** BEGIN Records to use **

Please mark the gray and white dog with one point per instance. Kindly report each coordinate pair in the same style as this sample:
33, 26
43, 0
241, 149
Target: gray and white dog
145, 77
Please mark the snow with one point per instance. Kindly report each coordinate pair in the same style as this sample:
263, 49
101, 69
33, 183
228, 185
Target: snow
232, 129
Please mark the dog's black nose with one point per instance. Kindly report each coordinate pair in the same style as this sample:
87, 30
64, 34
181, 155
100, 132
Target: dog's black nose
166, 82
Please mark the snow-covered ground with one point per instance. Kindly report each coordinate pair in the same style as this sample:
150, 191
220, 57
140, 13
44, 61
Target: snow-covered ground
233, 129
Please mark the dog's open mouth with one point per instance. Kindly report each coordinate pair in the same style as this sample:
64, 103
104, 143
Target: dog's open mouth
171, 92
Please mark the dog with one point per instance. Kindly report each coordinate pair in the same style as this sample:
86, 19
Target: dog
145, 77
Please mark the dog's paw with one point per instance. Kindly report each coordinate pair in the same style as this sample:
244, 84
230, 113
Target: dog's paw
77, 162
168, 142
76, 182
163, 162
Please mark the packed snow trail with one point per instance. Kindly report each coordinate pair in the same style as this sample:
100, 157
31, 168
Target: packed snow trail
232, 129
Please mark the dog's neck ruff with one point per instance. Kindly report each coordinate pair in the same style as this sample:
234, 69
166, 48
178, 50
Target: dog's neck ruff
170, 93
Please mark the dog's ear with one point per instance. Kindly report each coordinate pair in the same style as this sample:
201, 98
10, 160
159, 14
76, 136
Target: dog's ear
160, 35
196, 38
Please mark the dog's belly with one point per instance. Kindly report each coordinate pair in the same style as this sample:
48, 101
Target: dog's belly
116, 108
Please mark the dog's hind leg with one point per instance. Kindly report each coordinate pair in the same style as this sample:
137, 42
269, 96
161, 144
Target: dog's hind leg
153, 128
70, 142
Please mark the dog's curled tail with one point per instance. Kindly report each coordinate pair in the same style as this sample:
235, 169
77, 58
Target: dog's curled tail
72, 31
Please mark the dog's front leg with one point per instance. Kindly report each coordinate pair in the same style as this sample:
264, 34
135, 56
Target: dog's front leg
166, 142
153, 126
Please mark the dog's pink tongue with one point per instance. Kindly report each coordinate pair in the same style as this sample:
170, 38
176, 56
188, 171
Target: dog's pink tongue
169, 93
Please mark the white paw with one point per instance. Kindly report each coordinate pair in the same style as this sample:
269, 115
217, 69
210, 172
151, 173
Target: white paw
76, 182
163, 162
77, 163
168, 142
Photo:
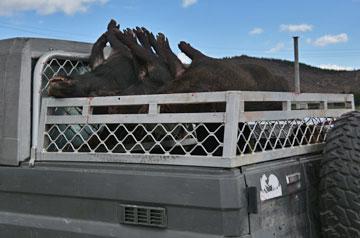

** END Records to use **

Requirement: Count the lines in the listing above that contain the string "belly", matching case exactly. Give only the number.

Output of the exercise: 2